── Teks bacaan
Dalam konteks penerapan manajemen risiko, pedoman yang dijalankan selama ini, sebagian besar didisain untuk bank-bank konvensional. Padahal pemain dalam bisnis perbankan dunia dan nasional tidak hanya bank konvensional, tetapi juga telah diramaikan oleh bank dengan prinsip syariah yang jumlahnya terus meningkat dari tahun ke tahun. Maka bagaimana penerapan manajemen risiko pada bank-bank syariah? Seperti juga bank konvensional, kerangka manajemen risiko dapat membantu bank syariah mengurangi eksposur terhadap risiko dan meningkatkan daya saing di pasar. Bank syariah harus mampu untuk menerapkan manajemen risiko yang komprehensif untuk melakukan identifikasi, pengukuran, pengawasan, pengelolaan, pelaporan, dan pengendalian berbagai jenis risiko.
Risiko-risiko perbankan pada umumnya dibandingkan dengan bank syariah, mengacu pada Bab II pasal 4 butir 1 PBI No. 5/8/PBI/2003 antara lain sebagai berikut :

1. Risiko Kredit
Adalah risiko yang timbul sebagai akibat kegagalan pihak memenuhi kewajibannya. Pada bank umum, pembiayaan disebut pinjaman, sementara di bank syariah disebut pembiayaan, sedangkan untuk balas jasa yang diberikan atau diterima pada bank umum berupa bunga (interest loan atau deposit) dalam persentase yang sudah ditentukan sebelumnya. Pada bank syariah, tingkat balas jasa terukur oleh sistem bagi hasil dari usaha. Selain itu, persyaratan pengajuan kredit pada perbankan syariah lebih ketat dari perbankan konvensional sehingga risiko kredit dari perbankan syariah lebih kecil dari perbankan konvensional. Oleh sebab itu pada sisi kredit, dalam aturan syariah, bank bertindak sebagai penjual, sementara nasabah sebagai pembeli murabahah.
────
Tugas ▸ Perbarui bagian bacaan tentang manajemen risiko bank syariah di antara "1. Risiko Kredit" dan "sebagai pembeli murabahah.", termasuk kedua ujungnya, dengan mengganti "nasabah" menjadi "klien". Catatan di bawah ini tidak ada hubungannya dengan bacaan di atas.
── Bahan yang diberikan
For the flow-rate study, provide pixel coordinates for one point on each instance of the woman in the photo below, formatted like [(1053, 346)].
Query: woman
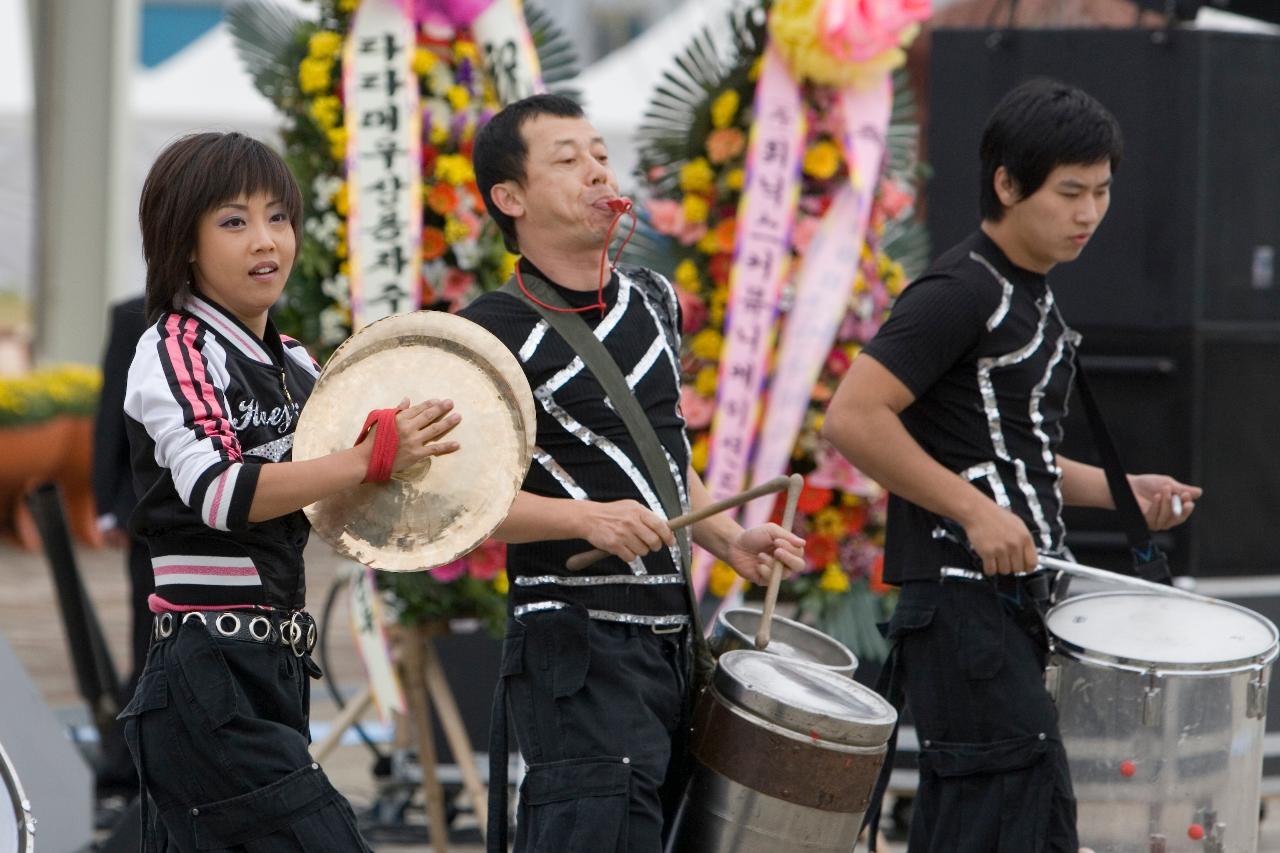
[(218, 726)]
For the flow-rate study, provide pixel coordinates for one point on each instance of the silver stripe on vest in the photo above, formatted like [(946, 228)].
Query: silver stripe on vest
[(1006, 292), (606, 615)]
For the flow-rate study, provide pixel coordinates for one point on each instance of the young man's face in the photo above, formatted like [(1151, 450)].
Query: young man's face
[(1055, 223), (567, 183)]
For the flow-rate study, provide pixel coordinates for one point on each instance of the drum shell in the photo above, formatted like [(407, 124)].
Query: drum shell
[(735, 629), (1157, 748), (759, 788)]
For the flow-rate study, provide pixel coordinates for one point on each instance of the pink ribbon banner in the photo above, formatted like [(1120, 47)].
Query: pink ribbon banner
[(762, 254), (384, 179)]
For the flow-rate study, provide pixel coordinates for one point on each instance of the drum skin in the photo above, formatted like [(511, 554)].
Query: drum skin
[(1164, 742)]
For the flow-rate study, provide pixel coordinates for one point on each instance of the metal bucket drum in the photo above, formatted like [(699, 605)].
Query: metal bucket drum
[(1162, 707), (786, 758), (735, 629)]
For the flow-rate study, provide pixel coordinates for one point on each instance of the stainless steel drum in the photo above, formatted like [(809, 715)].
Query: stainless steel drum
[(786, 756), (1162, 707), (735, 629), (17, 824)]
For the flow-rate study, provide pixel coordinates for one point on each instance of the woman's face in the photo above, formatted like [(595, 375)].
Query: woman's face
[(243, 254)]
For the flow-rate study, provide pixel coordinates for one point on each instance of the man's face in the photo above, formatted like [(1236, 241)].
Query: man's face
[(1054, 223), (567, 183)]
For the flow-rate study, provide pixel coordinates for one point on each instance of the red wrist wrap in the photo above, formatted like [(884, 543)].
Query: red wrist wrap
[(385, 443)]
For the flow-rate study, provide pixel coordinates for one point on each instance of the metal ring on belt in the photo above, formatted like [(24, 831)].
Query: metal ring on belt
[(297, 630)]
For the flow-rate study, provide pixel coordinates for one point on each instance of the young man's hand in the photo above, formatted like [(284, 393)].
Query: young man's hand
[(752, 553), (1156, 493), (1001, 541)]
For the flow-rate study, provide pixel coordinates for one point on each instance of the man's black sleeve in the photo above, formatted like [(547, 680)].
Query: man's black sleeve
[(936, 322)]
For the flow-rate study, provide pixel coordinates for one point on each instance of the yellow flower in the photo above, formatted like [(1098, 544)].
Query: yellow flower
[(458, 97), (325, 110), (833, 579), (828, 523), (424, 60), (686, 274), (324, 44), (341, 200), (314, 74), (705, 382), (698, 455), (696, 176), (707, 345), (822, 160), (723, 109), (508, 265), (695, 209), (453, 169), (722, 579), (337, 142), (455, 231)]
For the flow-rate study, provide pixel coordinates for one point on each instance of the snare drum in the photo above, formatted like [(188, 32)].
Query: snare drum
[(1162, 708), (17, 824), (736, 626), (786, 757)]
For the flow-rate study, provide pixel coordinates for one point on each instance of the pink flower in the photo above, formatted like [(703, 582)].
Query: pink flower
────
Jawaban ▸
1. Risiko Kredit
Adalah risiko yang timbul sebagai akibat kegagalan pihak memenuhi kewajibannya. Pada bank umum, pembiayaan disebut pinjaman, sementara di bank syariah disebut pembiayaan, sedangkan untuk balas jasa yang diberikan atau diterima pada bank umum berupa bunga (interest loan atau deposit) dalam persentase yang sudah ditentukan sebelumnya. Pada bank syariah, tingkat balas jasa terukur oleh sistem bagi hasil dari usaha. Selain itu, persyaratan pengajuan kredit pada perbankan syariah lebih ketat dari perbankan konvensional sehingga risiko kredit dari perbankan syariah lebih kecil dari perbankan konvensional. Oleh sebab itu pada sisi kredit, dalam aturan syariah, bank bertindak sebagai penjual, sementara klien sebagai pembeli murabahah.